** start RAW DATA **
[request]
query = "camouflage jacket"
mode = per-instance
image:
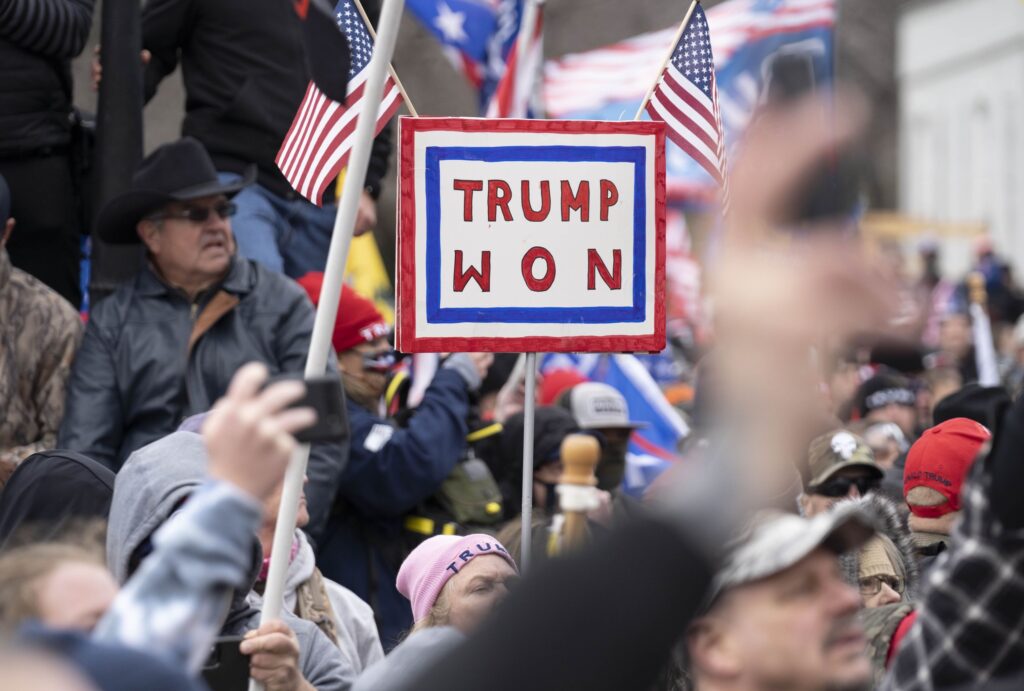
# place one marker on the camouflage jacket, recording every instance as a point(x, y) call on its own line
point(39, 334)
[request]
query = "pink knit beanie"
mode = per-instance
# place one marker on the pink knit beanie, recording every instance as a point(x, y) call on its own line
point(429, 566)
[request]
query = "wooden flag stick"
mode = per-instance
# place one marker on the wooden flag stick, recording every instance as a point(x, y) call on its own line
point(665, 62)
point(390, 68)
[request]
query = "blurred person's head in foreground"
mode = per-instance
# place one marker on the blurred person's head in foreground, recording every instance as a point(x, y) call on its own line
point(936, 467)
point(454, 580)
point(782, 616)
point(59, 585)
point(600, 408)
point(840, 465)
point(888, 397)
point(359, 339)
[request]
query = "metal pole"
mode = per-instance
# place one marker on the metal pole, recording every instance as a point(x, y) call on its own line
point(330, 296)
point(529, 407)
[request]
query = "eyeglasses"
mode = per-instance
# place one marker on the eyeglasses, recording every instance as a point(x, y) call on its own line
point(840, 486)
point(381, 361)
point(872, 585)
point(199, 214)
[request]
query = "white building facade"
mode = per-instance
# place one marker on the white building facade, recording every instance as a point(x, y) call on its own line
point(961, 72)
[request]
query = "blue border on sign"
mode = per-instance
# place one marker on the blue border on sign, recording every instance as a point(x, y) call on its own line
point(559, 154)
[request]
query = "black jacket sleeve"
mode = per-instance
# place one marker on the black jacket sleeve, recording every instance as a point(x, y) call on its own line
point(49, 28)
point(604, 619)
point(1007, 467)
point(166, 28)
** end RAW DATA **
** start RAW DATA **
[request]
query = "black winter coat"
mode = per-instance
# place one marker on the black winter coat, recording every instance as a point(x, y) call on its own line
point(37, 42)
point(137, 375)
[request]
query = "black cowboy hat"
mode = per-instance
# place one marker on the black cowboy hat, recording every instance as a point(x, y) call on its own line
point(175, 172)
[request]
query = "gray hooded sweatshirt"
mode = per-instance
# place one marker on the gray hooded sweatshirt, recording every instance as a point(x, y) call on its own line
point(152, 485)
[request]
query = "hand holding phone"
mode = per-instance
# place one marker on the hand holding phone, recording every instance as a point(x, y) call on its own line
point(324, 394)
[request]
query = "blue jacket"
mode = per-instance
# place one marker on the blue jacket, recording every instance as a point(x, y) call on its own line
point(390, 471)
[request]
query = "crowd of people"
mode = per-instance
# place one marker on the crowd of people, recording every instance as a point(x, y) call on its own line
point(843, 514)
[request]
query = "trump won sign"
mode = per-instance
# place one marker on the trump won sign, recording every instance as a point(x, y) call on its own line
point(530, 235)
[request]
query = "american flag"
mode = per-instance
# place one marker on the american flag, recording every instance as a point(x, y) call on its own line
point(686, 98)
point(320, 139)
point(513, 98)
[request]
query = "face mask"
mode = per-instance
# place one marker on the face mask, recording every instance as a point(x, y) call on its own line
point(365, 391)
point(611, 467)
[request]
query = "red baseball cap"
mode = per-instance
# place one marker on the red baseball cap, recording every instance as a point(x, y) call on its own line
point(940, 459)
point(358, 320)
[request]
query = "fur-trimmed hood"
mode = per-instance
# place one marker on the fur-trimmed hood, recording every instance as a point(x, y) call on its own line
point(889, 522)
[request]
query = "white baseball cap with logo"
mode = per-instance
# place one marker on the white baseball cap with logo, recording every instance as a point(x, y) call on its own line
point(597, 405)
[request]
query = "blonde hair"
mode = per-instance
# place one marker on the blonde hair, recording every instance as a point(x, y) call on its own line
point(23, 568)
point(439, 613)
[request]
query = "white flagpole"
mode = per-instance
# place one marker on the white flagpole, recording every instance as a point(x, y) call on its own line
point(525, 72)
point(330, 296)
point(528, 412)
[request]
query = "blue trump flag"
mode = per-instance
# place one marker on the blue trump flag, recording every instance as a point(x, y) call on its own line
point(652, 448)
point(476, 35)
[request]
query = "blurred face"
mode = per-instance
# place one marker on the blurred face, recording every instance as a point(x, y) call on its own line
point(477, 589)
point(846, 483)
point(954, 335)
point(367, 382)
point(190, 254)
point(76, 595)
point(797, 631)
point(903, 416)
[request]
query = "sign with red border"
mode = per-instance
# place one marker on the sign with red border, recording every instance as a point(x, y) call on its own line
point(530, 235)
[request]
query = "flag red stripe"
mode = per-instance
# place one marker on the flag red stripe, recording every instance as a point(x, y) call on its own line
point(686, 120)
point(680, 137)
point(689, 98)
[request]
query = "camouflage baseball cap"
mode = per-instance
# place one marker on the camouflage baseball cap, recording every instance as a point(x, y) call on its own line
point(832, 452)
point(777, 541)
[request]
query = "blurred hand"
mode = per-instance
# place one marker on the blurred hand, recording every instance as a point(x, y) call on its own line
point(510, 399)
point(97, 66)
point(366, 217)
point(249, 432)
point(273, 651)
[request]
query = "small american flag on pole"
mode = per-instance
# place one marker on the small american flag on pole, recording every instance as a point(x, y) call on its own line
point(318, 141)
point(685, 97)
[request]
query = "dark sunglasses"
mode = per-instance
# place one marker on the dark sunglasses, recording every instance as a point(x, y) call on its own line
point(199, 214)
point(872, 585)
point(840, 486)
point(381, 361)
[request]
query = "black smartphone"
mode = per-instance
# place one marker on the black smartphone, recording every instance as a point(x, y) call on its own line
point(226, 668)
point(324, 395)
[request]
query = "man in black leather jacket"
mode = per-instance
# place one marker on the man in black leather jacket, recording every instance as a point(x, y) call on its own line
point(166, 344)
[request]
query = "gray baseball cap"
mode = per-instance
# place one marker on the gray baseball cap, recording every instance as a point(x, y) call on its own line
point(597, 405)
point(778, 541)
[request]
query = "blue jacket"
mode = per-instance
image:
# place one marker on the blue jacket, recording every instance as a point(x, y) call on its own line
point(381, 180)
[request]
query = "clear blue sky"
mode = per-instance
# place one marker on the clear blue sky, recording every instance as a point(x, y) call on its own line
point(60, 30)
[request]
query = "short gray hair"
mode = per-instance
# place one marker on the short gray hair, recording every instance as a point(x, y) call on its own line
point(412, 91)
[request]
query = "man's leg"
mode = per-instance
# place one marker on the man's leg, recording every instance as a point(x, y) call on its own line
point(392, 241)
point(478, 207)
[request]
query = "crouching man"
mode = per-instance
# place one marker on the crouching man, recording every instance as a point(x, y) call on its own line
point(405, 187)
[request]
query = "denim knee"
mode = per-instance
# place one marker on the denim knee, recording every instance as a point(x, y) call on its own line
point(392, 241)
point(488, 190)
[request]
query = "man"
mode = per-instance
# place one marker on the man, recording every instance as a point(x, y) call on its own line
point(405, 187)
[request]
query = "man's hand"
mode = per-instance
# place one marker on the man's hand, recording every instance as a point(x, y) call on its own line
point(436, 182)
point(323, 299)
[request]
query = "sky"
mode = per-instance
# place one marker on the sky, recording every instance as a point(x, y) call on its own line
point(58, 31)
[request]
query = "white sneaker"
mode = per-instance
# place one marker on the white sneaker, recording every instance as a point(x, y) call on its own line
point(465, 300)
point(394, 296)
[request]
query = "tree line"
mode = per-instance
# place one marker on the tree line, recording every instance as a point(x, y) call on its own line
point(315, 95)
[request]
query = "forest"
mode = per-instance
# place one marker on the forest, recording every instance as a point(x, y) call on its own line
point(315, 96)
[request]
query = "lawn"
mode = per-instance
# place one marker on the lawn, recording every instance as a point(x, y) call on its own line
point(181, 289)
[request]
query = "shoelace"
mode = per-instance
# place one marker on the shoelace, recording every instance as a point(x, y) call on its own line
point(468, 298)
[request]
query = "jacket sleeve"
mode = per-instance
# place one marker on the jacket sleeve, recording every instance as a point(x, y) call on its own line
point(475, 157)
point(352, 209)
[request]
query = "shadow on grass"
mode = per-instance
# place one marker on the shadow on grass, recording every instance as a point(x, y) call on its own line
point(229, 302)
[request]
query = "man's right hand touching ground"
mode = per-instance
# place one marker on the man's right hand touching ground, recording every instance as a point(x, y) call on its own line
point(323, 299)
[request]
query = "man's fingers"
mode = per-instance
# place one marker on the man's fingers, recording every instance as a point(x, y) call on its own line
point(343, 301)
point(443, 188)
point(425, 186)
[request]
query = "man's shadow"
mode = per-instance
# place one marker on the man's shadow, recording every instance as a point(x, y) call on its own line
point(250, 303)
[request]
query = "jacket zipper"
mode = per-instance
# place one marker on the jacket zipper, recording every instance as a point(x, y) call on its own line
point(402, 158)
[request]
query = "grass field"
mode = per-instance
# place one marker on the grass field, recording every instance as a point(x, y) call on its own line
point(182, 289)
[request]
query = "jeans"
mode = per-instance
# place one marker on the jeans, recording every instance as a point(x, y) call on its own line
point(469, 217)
** end RAW DATA **
TASK: Pull out every line of the listing that contains the word "american", treating case as significant.

TASK SOLUTION:
query = "american flag"
# place one marker on the american flag, recording every instance as a point(x, y) call on its own line
query = "small american flag on pole"
# place one marker on the small american flag on pole, recording every instance as a point(x, y) call on its own line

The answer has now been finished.